## SOURCE DATA

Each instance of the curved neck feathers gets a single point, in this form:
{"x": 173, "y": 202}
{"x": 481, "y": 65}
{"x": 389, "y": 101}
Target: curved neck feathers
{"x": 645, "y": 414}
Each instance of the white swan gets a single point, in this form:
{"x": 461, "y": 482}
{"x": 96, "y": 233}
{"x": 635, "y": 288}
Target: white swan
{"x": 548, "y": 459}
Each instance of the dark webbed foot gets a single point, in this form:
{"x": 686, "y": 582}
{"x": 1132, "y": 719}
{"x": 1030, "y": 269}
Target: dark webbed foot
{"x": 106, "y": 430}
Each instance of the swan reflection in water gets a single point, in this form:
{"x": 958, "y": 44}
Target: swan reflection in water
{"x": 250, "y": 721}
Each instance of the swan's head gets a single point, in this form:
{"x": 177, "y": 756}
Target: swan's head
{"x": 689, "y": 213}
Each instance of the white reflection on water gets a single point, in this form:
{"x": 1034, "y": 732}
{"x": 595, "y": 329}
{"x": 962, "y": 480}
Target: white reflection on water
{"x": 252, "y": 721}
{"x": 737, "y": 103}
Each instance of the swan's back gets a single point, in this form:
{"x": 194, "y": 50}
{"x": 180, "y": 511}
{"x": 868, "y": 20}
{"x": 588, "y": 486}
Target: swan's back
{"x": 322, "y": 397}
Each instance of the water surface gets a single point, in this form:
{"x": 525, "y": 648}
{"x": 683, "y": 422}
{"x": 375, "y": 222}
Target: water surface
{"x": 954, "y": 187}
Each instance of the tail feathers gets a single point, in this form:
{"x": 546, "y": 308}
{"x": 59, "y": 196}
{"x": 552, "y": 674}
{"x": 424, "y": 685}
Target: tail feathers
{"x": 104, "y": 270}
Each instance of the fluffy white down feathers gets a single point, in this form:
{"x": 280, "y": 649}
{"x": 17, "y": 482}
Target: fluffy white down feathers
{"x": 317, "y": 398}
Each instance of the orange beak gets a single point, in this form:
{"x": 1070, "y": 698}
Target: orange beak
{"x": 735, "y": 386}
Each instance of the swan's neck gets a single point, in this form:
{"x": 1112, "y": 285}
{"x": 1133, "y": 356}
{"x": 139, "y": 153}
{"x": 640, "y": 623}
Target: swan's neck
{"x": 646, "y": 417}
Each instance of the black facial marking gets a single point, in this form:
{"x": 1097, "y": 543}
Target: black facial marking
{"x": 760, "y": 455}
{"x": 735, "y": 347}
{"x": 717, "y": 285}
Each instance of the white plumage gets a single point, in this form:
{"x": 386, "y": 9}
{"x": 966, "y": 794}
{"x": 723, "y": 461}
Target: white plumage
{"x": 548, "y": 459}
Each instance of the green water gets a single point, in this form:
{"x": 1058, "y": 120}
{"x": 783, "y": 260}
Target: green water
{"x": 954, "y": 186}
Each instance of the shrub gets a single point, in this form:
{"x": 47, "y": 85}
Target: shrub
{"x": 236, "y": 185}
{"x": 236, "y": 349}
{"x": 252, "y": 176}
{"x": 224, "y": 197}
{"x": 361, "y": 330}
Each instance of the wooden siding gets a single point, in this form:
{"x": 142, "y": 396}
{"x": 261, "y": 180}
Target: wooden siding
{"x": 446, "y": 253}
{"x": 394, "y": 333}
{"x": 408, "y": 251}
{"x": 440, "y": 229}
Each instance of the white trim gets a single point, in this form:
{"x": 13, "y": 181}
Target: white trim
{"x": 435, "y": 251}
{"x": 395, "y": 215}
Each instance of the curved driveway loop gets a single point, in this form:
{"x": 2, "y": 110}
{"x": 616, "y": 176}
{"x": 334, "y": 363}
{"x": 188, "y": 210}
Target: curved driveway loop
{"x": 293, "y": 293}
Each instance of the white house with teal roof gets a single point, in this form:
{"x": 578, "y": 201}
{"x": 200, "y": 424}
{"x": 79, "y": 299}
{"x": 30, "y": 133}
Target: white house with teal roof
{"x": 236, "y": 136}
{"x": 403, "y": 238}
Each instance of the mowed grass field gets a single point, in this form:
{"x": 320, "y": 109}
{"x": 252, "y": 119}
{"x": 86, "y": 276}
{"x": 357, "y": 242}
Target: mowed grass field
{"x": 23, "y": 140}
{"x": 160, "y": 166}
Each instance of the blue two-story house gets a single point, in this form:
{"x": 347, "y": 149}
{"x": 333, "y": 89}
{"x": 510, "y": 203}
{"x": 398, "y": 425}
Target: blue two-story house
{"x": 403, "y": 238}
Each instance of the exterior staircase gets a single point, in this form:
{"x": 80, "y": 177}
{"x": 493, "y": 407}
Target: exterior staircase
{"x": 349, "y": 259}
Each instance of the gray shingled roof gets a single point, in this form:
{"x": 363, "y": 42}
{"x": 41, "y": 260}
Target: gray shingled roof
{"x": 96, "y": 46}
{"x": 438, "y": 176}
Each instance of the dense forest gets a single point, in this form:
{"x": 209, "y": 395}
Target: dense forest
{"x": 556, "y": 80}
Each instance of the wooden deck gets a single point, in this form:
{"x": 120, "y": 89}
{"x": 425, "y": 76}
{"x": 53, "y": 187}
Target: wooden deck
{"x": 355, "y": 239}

## EXERCISE REQUIREMENTS
Write the records out once more. Change nothing.

## OUTPUT OF THE TASK
Each instance of the curved neck feathers gets a single point, in this form:
{"x": 173, "y": 202}
{"x": 481, "y": 65}
{"x": 389, "y": 101}
Target: curved neck feathers
{"x": 645, "y": 414}
Each instance of the white swan gets a single point, in this form:
{"x": 461, "y": 482}
{"x": 96, "y": 233}
{"x": 635, "y": 288}
Target: white swan
{"x": 548, "y": 459}
Each instance of the dark webbed foot gets a single point, in this form:
{"x": 686, "y": 582}
{"x": 1132, "y": 719}
{"x": 1030, "y": 269}
Target: dark webbed foot
{"x": 106, "y": 430}
Each instance of the swan reflection in water gets a single point, in this form:
{"x": 958, "y": 44}
Target: swan reflection in water
{"x": 250, "y": 721}
Each instance of the swan's head gets a single point, in this form:
{"x": 177, "y": 756}
Target: swan's head
{"x": 689, "y": 213}
Each instance of the white reflection on water gets a single point, in this form:
{"x": 1034, "y": 732}
{"x": 595, "y": 329}
{"x": 962, "y": 480}
Target: white reflection on water
{"x": 252, "y": 721}
{"x": 737, "y": 103}
Each instance of the swan's back gets a single point, in this form:
{"x": 194, "y": 50}
{"x": 180, "y": 511}
{"x": 868, "y": 20}
{"x": 588, "y": 486}
Target: swan's back
{"x": 322, "y": 397}
Each instance of the water surface gets a single point, in this form:
{"x": 525, "y": 648}
{"x": 683, "y": 422}
{"x": 375, "y": 222}
Target: water surface
{"x": 954, "y": 187}
Each instance of the tail feathers gets a single point, in this form:
{"x": 546, "y": 308}
{"x": 59, "y": 196}
{"x": 552, "y": 674}
{"x": 424, "y": 685}
Target: tail feathers
{"x": 104, "y": 270}
Each instance of the fluffy white down feathers gets a single point, in this form:
{"x": 280, "y": 649}
{"x": 17, "y": 482}
Target: fluffy white down feathers
{"x": 317, "y": 398}
Each instance of the orange beak gets a single point, in this form:
{"x": 1070, "y": 698}
Target: orange beak
{"x": 735, "y": 386}
Each instance of the swan's neck gets a single point, in this form:
{"x": 1112, "y": 285}
{"x": 1133, "y": 356}
{"x": 139, "y": 153}
{"x": 640, "y": 623}
Target: swan's neck
{"x": 646, "y": 417}
Each instance of the black facial marking gets a single point, in this form:
{"x": 1097, "y": 543}
Target: black facial marking
{"x": 760, "y": 455}
{"x": 735, "y": 347}
{"x": 717, "y": 285}
Each instance of the white plumage gets a single point, in this form:
{"x": 386, "y": 9}
{"x": 966, "y": 794}
{"x": 723, "y": 461}
Target: white plumage
{"x": 548, "y": 459}
Each instance of the green water gets a single point, in this form:
{"x": 1058, "y": 120}
{"x": 783, "y": 260}
Target: green water
{"x": 954, "y": 186}
Each instance of the shrub gets a single point, in this form:
{"x": 47, "y": 85}
Target: shrub
{"x": 236, "y": 185}
{"x": 236, "y": 349}
{"x": 252, "y": 176}
{"x": 224, "y": 197}
{"x": 361, "y": 330}
Each instance of the wooden siding gets a single point, in this form:
{"x": 142, "y": 396}
{"x": 261, "y": 180}
Target: wooden siding
{"x": 446, "y": 253}
{"x": 394, "y": 333}
{"x": 408, "y": 251}
{"x": 440, "y": 229}
Each instance of the white trim gets a single point, in this form:
{"x": 13, "y": 181}
Target: white trim
{"x": 435, "y": 251}
{"x": 395, "y": 215}
Each instance of the curved driveway loop gets a single point, in this form:
{"x": 2, "y": 110}
{"x": 616, "y": 176}
{"x": 334, "y": 363}
{"x": 188, "y": 210}
Target: curved driveway loop
{"x": 293, "y": 293}
Each instance of the white house with teal roof gets a single point, in this form:
{"x": 578, "y": 201}
{"x": 200, "y": 424}
{"x": 79, "y": 299}
{"x": 30, "y": 133}
Target: white house with teal roof
{"x": 236, "y": 136}
{"x": 403, "y": 238}
Each instance of the mowed grass field gets a single point, in this form:
{"x": 320, "y": 109}
{"x": 252, "y": 119}
{"x": 86, "y": 276}
{"x": 357, "y": 242}
Target: mowed grass field
{"x": 23, "y": 140}
{"x": 160, "y": 166}
Each instance of the blue two-story house gets a single point, in this form:
{"x": 347, "y": 149}
{"x": 333, "y": 89}
{"x": 510, "y": 203}
{"x": 398, "y": 425}
Target: blue two-story house
{"x": 403, "y": 238}
Each instance of the exterior staircase gets a single point, in this form:
{"x": 80, "y": 177}
{"x": 493, "y": 407}
Target: exterior staircase
{"x": 349, "y": 259}
Each instance of the gray shingled roof gets a single point, in this form:
{"x": 363, "y": 42}
{"x": 41, "y": 260}
Target: gray shingled roof
{"x": 96, "y": 46}
{"x": 438, "y": 176}
Each instance of the dense forest gets a single point, in this form:
{"x": 209, "y": 395}
Target: dense forest
{"x": 556, "y": 80}
Each instance of the wooden deck gets a single point, in this form:
{"x": 120, "y": 89}
{"x": 425, "y": 76}
{"x": 53, "y": 187}
Target: wooden deck
{"x": 355, "y": 239}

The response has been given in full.